Task goal — Print every item below line for line, changing nothing.

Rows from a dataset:
§ §

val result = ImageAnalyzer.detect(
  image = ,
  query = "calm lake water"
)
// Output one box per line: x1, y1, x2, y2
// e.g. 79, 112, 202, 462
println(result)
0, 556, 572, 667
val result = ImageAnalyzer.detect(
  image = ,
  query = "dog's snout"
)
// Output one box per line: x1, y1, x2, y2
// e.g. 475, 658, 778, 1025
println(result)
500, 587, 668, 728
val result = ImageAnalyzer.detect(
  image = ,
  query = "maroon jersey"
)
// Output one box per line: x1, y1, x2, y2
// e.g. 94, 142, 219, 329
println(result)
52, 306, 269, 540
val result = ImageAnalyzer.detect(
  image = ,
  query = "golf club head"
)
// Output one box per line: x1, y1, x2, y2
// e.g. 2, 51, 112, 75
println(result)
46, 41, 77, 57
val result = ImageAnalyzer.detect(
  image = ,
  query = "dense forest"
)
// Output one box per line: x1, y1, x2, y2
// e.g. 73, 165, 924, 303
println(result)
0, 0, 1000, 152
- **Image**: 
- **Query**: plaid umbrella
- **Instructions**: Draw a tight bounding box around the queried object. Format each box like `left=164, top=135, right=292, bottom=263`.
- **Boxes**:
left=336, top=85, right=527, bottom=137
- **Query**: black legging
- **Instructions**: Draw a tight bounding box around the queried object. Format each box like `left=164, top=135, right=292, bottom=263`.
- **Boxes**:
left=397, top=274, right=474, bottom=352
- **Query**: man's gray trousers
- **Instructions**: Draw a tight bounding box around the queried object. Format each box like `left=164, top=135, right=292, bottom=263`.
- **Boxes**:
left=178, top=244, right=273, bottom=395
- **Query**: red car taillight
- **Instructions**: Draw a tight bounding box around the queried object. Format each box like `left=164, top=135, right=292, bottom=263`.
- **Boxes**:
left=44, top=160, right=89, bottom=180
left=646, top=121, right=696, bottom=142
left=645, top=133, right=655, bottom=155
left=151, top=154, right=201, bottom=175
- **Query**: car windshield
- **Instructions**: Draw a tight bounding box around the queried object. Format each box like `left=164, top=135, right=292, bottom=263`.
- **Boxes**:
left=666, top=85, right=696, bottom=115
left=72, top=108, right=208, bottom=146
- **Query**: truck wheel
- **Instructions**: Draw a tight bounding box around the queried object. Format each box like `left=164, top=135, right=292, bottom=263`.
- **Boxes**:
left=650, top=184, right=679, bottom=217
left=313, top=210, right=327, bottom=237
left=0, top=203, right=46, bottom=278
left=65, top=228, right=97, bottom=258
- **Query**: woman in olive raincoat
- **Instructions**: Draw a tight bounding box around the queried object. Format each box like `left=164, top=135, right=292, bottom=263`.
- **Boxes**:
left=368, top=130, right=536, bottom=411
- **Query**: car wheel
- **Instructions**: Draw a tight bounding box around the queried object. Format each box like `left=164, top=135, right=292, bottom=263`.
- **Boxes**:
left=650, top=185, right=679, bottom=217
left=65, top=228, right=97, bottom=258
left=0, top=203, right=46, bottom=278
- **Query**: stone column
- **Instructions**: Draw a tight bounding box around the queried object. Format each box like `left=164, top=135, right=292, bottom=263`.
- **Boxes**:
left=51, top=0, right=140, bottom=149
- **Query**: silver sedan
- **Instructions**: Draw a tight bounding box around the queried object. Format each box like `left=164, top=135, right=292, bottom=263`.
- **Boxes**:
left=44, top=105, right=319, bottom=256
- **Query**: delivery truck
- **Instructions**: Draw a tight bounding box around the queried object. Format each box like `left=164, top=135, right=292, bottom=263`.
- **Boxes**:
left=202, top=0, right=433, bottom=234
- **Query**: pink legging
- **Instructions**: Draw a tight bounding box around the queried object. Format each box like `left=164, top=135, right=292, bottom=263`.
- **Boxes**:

§ §

Correct response —
val result = ImageAnalyzer.detect(
  image = ,
  query = "calm lake water"
)
// Output one box per line: x1, y1, x2, y2
// e.g. 79, 112, 202, 462
println(result)
0, 556, 572, 667
val result = ImageAnalyzer.detect(
  image = ,
  query = "dog's snout"
)
// Output one box per line: x1, y1, x2, y2
// e.g. 475, 658, 778, 1025
println(result)
500, 587, 668, 728
val result = ImageAnalyzer.detect(
  image = ,
  query = "maroon jersey"
)
// Output one box per line: x1, y1, x2, y2
// e.g. 94, 142, 219, 329
println(result)
52, 306, 269, 540
val result = ImageAnalyzer.detect(
  image = ,
  query = "golf club head"
)
// Output one box per line: x1, y1, x2, y2
// e.g. 2, 51, 112, 75
println(result)
46, 41, 77, 57
val result = ImageAnalyzer.detect(
  image = ,
  query = "dense forest"
)
// Output one box per line: x1, y1, x2, y2
// e.g. 73, 165, 924, 303
println(result)
0, 0, 1000, 152
- **Image**: 
- **Query**: plaid umbrella
- **Instructions**: Draw a tight bounding box around the queried object. Format each box like `left=164, top=135, right=292, bottom=263`.
- **Boxes**:
left=336, top=85, right=527, bottom=137
- **Query**: black legging
- **Instructions**: Draw a tight bounding box around the queried object. Format each box like `left=164, top=135, right=292, bottom=263`.
- **Boxes**:
left=397, top=274, right=474, bottom=352
- **Query**: man's gray trousers
- **Instructions**: Draw a tight bounding box around the queried object. Format each box like `left=164, top=135, right=292, bottom=263`.
- **Boxes**:
left=178, top=244, right=273, bottom=395
- **Query**: red car taillight
- **Instructions**: Draw a tight bounding box around the queried object. Format each box like `left=164, top=135, right=292, bottom=263`.
- **Boxes**:
left=44, top=160, right=89, bottom=180
left=646, top=121, right=696, bottom=142
left=645, top=133, right=655, bottom=155
left=151, top=154, right=201, bottom=175
- **Query**: car windshield
- **Instructions**: Draw a tight bounding box around the queried object. Format each box like `left=164, top=135, right=292, bottom=263`.
- **Boxes**:
left=666, top=85, right=696, bottom=115
left=72, top=108, right=208, bottom=146
- **Query**: truck wheel
- **Instructions**: Draw a tight bounding box around the queried object. Format each box like `left=164, top=135, right=292, bottom=263`.
- **Boxes**:
left=650, top=184, right=679, bottom=217
left=313, top=210, right=327, bottom=237
left=0, top=203, right=46, bottom=278
left=65, top=228, right=97, bottom=258
- **Query**: woman in olive raincoat
- **Instructions**: Draw a tight bounding box around the queried object. Format each box like `left=164, top=135, right=292, bottom=263`.
- **Boxes**:
left=368, top=130, right=536, bottom=411
- **Query**: car wheel
- **Instructions**: Draw a tight bounding box around the queried object. Format each box like `left=164, top=135, right=292, bottom=263`.
- **Boxes**:
left=650, top=185, right=679, bottom=217
left=65, top=228, right=97, bottom=258
left=0, top=203, right=46, bottom=278
- **Query**: stone column
- **Instructions**: Draw a tight bounding box around the queried object. Format each box like `left=164, top=135, right=292, bottom=263`.
- **Boxes**:
left=51, top=0, right=140, bottom=149
- **Query**: silver sedan
- **Instructions**: Draw a tight bounding box around the queried object. Format each box like `left=164, top=135, right=292, bottom=263`.
- **Boxes**:
left=44, top=105, right=319, bottom=256
- **Query**: delivery truck
- **Instructions**: Draw a tight bounding box around the queried object. Format each box like `left=164, top=135, right=292, bottom=263`.
- **Boxes**:
left=202, top=0, right=433, bottom=234
- **Query**: pink legging
- **Instructions**: Draw a tight bounding box around the queried object. Format each box like `left=164, top=135, right=292, bottom=263`.
- **Boxes**:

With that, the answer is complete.